* _Page excerpt_:
^^^^^^^^^^^^^^^^

Longtime patients are familiar with filling out forms from physicians and health insurers, but not like this one.
Called a "Request for Medication to End My Life in a Humane and Dignified Manner," the proposed form would be used by terminally ill Washington residents to initiate a specified process that would lead to their deaths.
"I understand the full import of this request and I expect to die when I take the medication to be prescribed," the form states. "I further understand that although most deaths occur within three hours, my death may take longer and my physician has counseled me about this possibility."
On March 5, Washington will become the second state after Oregon to allow physicians to legally prescribe lethal medication to terminally ill patients given six months or less to live. The patients must voluntarily ask for the drug and self-administer it.
The state Department of Health will hold a public hearing Tuesday on the proposed rules to implement the Death With Dignity Act, created after voters approved Initiative 1000 in November. The hearing will cover legal definitions and the steps that patients, witnesses, physicians and pharmacists must take to comply with the new law.

^^^^^^^^^^^^^^^^

* _Task set_:
(A) In the article on Washington's Death With Dignity Act, which state allowed physicians to legally prescribe lethal medication to terminally ill patients before Washington?
(B) Carry on the article about Washington's Death With Dignity Act from its last sentence.
The material below has no part in what is done with this article.

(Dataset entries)
^^^^^^^^^^^^^^^^

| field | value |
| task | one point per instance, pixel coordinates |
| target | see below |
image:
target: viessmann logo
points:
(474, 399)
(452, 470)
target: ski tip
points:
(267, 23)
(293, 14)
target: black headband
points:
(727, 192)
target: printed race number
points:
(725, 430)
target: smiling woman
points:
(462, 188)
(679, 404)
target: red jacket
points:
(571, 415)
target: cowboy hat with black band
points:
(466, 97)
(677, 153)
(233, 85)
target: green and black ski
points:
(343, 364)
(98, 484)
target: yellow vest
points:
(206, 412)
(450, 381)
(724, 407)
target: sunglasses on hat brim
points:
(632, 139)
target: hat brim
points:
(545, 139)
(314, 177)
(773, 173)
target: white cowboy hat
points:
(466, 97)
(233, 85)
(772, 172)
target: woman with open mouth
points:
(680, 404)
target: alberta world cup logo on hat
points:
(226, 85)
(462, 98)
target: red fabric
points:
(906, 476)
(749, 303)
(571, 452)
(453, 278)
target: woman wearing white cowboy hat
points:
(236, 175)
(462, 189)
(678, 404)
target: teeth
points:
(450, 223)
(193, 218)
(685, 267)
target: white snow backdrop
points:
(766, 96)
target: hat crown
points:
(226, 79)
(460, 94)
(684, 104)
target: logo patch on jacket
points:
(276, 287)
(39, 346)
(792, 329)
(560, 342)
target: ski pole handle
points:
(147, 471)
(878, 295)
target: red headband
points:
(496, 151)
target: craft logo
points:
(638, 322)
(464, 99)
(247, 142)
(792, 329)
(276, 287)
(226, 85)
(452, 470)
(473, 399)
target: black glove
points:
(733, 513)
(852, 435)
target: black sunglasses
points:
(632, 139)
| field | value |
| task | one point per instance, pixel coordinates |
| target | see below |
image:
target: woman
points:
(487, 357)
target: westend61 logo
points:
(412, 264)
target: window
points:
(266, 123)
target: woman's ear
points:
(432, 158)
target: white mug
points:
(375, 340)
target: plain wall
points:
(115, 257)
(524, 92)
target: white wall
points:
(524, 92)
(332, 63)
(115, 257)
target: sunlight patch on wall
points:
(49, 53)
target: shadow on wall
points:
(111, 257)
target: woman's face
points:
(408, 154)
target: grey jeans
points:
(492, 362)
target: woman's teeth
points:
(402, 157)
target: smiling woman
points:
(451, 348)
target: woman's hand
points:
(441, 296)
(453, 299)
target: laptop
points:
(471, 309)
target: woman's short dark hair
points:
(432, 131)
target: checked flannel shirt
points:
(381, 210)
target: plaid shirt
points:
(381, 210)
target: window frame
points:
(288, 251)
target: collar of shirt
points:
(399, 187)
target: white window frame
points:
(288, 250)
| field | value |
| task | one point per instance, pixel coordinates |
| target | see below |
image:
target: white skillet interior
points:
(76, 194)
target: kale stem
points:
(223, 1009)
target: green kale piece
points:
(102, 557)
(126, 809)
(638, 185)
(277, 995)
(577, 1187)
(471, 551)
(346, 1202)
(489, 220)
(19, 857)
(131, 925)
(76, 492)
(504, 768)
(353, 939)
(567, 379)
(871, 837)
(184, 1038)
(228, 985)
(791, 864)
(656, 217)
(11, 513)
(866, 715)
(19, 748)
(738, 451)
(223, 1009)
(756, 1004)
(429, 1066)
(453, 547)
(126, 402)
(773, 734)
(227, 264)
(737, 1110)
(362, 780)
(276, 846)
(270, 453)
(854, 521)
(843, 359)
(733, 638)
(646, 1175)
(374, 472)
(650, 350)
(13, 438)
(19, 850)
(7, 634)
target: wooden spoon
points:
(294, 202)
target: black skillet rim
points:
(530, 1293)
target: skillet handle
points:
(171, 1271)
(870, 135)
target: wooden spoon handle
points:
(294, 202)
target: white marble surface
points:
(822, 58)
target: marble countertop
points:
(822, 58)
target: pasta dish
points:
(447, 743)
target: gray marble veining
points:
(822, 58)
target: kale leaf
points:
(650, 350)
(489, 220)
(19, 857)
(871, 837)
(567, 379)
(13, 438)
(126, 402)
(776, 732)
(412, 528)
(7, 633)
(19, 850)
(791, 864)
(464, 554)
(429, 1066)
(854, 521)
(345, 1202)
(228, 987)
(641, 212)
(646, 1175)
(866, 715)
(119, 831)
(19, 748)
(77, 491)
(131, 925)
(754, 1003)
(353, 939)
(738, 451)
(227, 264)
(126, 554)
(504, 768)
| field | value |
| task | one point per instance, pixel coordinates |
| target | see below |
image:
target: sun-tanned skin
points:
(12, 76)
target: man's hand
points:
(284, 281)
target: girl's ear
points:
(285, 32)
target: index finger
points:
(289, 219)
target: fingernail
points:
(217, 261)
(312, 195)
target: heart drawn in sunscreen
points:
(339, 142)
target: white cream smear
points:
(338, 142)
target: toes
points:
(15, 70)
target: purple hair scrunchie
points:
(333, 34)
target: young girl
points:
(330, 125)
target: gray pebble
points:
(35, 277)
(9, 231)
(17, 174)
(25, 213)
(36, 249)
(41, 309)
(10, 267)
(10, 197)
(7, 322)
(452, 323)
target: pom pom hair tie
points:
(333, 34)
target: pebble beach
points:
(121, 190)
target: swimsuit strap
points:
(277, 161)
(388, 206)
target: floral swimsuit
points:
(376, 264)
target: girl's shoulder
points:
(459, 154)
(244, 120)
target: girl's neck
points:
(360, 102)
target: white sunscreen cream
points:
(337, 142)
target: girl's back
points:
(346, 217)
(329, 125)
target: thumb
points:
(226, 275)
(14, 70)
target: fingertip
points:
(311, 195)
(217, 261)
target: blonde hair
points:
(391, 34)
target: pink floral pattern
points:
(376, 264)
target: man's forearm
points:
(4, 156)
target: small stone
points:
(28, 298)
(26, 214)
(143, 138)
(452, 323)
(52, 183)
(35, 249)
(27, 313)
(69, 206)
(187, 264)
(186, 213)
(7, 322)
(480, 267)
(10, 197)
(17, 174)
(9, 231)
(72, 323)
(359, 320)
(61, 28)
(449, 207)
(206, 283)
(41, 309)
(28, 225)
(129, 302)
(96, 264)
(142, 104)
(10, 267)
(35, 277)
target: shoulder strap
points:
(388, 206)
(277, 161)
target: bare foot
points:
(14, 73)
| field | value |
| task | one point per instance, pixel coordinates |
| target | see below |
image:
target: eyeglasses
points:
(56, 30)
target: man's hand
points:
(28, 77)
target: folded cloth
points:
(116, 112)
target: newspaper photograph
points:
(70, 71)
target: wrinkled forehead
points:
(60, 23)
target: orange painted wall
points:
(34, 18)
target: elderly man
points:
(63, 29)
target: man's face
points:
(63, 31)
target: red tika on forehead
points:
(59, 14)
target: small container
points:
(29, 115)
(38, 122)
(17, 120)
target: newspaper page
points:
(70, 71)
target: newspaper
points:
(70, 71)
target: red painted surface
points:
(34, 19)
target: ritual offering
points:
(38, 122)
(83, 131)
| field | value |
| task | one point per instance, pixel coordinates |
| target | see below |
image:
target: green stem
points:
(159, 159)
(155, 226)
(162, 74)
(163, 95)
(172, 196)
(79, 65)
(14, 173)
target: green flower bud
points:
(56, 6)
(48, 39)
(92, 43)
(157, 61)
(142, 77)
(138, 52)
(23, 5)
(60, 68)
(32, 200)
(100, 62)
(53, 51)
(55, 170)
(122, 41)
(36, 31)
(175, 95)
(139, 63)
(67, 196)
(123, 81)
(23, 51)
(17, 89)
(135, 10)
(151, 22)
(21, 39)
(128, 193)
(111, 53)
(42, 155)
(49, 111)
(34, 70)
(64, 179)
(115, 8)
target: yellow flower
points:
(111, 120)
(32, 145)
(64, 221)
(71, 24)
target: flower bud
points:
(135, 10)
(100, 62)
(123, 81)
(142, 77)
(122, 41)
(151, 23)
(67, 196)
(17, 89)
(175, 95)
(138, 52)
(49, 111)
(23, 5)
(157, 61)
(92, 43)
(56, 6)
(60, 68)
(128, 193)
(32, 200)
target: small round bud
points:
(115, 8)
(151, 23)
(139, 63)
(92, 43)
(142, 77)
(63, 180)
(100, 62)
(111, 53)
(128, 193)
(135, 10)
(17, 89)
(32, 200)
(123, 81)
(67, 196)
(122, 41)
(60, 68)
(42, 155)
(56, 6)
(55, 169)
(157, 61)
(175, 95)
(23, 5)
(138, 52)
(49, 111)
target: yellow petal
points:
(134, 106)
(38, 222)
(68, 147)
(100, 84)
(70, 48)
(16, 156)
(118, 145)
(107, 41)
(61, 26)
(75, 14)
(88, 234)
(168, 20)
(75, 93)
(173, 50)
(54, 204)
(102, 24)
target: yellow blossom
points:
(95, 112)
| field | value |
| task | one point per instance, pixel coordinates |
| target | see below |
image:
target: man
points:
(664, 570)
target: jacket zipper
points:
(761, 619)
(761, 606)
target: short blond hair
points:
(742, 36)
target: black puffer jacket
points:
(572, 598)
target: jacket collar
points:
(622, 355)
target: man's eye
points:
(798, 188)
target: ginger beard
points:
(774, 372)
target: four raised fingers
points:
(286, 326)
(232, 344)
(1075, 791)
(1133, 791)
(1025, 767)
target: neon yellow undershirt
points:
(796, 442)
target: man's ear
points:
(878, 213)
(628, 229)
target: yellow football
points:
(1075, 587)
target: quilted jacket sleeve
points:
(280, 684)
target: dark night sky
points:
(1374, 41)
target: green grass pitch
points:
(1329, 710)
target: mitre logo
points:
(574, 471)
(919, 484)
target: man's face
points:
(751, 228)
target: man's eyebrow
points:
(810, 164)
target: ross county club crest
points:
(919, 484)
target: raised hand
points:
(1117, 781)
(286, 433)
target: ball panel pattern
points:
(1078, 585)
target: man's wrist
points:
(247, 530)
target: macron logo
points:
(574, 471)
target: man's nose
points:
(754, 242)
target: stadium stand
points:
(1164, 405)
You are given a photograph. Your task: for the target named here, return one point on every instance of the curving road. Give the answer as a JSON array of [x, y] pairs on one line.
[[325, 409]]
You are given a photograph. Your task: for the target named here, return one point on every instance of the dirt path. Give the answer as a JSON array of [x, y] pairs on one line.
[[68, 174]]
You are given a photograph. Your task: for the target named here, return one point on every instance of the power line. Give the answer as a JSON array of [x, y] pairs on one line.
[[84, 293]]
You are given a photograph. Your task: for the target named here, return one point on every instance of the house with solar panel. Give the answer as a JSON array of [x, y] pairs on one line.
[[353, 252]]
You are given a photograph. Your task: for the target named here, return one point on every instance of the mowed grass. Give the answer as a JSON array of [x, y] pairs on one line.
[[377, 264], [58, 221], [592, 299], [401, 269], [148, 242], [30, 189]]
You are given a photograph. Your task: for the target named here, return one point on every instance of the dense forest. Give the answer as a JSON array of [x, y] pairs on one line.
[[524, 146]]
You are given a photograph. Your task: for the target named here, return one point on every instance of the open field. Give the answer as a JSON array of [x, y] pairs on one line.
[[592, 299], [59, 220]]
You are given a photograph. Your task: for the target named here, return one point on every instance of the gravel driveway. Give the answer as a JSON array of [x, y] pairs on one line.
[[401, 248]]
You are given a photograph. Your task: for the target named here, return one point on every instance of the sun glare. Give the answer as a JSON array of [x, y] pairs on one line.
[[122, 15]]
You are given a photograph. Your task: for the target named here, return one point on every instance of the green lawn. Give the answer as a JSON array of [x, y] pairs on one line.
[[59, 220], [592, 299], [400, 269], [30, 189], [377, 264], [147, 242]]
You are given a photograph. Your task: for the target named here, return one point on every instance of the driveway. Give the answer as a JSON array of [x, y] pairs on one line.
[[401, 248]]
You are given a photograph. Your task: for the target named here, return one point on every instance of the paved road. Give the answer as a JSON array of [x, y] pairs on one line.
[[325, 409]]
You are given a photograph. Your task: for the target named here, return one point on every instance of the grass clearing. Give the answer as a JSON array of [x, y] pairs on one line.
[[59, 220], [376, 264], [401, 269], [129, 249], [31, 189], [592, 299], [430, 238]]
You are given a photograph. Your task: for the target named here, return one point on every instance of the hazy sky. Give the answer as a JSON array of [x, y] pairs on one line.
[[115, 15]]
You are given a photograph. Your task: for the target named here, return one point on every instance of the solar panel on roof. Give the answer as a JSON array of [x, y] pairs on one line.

^^^^^^^^^^^^^^^^

* _Written responses_:
(A) Oregon

(B)
The act replicates Oregon's law of the same name, which took effect in 1998 and has facilitated 341 deaths, or about 34 a year, in its first decade, with a high of 49 in 2007. At least 80 percent of them suffered from cancer and were 55 or older.
The Washington State Medical Association remains opposed to what it calls "physician-assisted suicide" and will advise its members about their responsibilities under the law, spokeswoman Jennifer Hanscom said Monday.
In comments recently sent to the Department of Health, the association called for greater details and disclosure in the forms to better serve all parties.
For instance, the group wants the patient-request form to better show "that the patient is in fact acting voluntarily. For example, the form could require the patient to state that they have not been coerced, influenced (or) pressured in any way throughout this process."
Members of Compassion & Choices of Washington, the state affiliate of the Portland-based group that advocates for what it calls "aid in dying," plan to testify at Tuesday's hearing. They include social worker Arline Hinckley and Dr. Tom Preston, a cardiologist, both of Seattle.
"The procedure for procuring (lethal) medication should not present onerous obstacles for either the patient or the physician," Hinckley said. "Dying patients have very little energy left. That energy should not be spent dealing with burdensome regulations."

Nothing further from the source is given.